● GOAL: Copy out the rows below unchanged, from the line containing "Where can the concrete" through the last line of the rows, including both ends.

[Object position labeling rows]
==================================================
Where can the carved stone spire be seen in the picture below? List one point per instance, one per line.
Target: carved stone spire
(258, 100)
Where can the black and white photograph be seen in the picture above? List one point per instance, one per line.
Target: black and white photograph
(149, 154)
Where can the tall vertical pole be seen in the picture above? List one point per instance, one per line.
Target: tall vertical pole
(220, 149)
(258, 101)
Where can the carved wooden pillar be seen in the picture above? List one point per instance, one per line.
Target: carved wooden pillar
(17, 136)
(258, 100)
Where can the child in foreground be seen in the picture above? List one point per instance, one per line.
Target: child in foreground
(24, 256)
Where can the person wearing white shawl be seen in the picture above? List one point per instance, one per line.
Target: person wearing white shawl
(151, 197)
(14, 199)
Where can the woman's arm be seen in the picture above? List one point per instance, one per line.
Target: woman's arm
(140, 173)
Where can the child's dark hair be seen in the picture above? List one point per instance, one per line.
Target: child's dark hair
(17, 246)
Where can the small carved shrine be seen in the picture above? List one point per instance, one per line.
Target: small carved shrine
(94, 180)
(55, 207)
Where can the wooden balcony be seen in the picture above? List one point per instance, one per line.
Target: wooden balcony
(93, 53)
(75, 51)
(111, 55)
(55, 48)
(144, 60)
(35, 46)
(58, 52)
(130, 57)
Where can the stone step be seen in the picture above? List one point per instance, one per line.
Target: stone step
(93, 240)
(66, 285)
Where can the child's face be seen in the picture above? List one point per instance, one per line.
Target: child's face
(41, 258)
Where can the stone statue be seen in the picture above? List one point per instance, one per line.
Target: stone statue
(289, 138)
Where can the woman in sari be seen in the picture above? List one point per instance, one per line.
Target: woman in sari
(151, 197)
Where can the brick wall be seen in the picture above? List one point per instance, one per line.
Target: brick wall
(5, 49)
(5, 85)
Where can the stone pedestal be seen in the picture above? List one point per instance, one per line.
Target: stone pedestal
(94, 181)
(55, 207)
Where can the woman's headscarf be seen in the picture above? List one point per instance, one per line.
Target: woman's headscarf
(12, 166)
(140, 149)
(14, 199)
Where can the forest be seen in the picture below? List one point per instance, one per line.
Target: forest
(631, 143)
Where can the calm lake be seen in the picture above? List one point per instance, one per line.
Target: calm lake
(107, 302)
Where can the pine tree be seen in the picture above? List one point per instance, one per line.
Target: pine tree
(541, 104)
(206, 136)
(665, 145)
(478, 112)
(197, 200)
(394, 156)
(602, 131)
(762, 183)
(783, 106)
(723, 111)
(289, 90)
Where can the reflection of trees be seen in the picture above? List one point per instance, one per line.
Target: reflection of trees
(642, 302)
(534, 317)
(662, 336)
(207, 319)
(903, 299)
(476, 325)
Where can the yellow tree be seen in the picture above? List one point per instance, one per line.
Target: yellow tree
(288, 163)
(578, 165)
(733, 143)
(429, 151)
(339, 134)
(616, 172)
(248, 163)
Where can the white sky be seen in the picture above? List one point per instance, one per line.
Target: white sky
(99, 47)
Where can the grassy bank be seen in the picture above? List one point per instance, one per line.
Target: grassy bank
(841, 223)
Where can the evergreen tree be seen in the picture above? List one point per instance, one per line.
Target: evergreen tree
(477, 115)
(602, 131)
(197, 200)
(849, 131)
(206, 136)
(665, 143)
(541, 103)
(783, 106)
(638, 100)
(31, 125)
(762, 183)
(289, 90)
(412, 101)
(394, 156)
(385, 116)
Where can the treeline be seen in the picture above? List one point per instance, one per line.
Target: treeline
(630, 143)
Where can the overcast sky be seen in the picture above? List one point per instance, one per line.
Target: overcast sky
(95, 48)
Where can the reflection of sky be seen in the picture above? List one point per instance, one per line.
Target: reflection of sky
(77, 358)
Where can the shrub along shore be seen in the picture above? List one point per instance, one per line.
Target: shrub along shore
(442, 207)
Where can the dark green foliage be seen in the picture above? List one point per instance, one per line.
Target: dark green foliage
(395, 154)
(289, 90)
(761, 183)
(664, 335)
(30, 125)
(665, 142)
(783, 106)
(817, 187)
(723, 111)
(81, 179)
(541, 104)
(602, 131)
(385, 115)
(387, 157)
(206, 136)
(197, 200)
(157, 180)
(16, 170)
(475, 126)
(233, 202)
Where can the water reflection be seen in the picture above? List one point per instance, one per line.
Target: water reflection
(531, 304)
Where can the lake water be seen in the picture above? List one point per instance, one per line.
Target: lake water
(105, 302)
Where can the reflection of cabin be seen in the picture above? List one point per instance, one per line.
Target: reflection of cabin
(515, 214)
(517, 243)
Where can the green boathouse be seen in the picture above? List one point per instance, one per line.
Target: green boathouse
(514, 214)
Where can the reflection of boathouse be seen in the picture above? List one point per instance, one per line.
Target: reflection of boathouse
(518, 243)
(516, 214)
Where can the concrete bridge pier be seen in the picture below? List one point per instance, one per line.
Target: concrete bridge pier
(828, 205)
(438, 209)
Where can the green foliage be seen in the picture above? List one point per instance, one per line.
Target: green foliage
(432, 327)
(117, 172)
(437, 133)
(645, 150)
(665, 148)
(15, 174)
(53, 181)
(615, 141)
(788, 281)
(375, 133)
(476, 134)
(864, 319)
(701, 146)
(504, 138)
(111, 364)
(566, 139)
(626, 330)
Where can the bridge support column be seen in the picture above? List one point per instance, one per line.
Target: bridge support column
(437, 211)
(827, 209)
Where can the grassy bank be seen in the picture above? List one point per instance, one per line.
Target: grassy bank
==================================================
● RESPONSE TO THE TASK:
Where can the concrete bridge pier be seen in the picture below? List one point per instance, one per line.
Target: concrete bridge pier
(828, 205)
(438, 209)
Where can the green foliage be seen in the picture above? List one point per instance, one per line.
Target: green foliage
(432, 327)
(117, 172)
(437, 133)
(645, 150)
(665, 148)
(15, 174)
(53, 181)
(615, 141)
(788, 281)
(375, 133)
(476, 134)
(864, 319)
(701, 146)
(504, 138)
(111, 364)
(566, 139)
(626, 330)
Where can the bridge support column be seen in the picture above? List one point per instance, one per line.
Target: bridge support column
(437, 211)
(827, 209)
Where can the grassy bank be seen in the picture above? List one point per instance, one per line.
Target: grassy bank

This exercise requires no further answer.